[What is expected]: Quote the rows below word for word, but leave out the pictures.

[Material shown]:
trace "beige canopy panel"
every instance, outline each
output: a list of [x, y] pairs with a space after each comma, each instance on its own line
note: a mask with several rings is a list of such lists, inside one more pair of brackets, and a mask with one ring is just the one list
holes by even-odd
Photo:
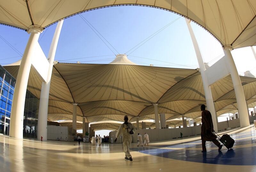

[Worked solution]:
trace "beige canopy panel"
every instance, outline each
output: a list of [x, y] pairs with a space after each comma, each instance on its own line
note: a mask with several rings is a list of such lists, inside one more pair of brackets, and a mask with one ring is just the one list
holes by even-odd
Photo:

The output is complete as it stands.